#### DATASET RECORDS ####

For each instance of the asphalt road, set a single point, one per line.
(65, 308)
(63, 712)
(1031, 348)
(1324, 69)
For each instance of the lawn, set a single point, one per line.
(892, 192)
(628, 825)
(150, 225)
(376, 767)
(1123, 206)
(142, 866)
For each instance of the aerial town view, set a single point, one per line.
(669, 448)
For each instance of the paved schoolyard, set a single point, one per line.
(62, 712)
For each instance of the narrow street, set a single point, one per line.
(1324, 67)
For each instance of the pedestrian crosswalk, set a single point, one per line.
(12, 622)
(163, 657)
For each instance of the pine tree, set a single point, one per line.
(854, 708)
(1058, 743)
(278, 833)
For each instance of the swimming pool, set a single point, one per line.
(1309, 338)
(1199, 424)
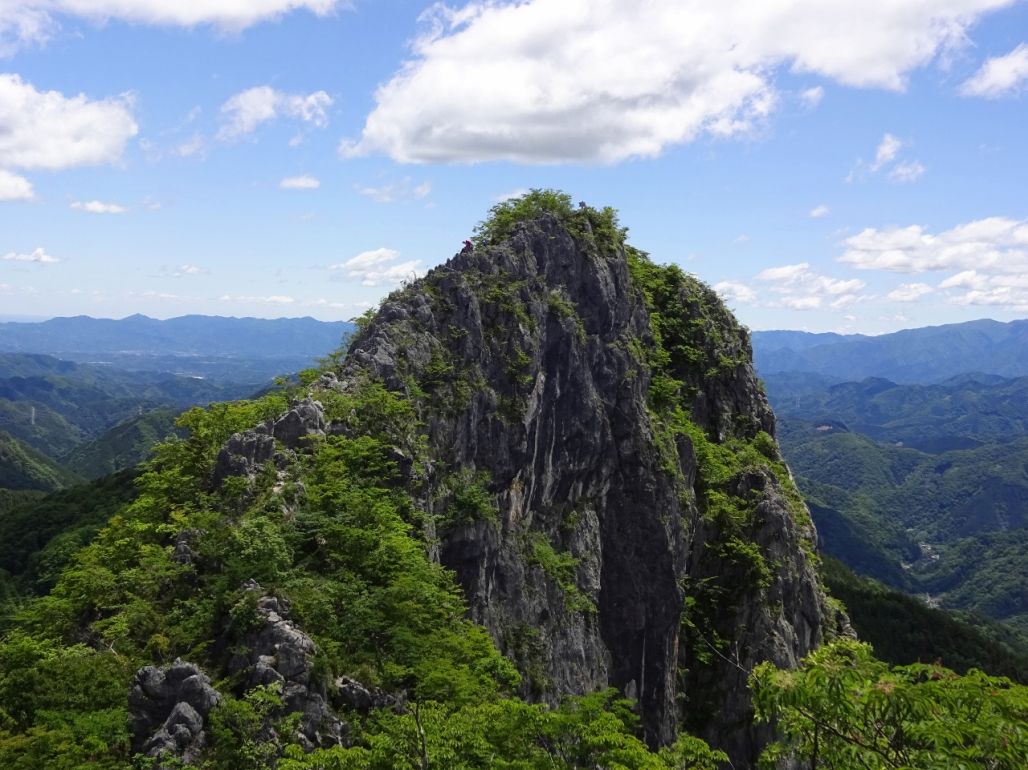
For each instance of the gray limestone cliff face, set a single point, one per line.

####

WORK REQUIRED
I need the lines from the line holding "For each instance of the narrow" through the end of the material, inclusive, restated word for word and without pictures.

RESPONSE
For each instance of the narrow street, set a single point, one per line.
(1324, 67)
For each instance of the pedestrian crosswalk, set a single point, one per line.
(12, 622)
(163, 657)
For each instance of the pine tree, set a single point, one per line.
(854, 708)
(1058, 743)
(278, 833)
For each instance of the swimming pool, set a single point, one per line.
(1309, 338)
(1199, 424)
For each instance of the gray limestone cliff face, set a single point, one per line.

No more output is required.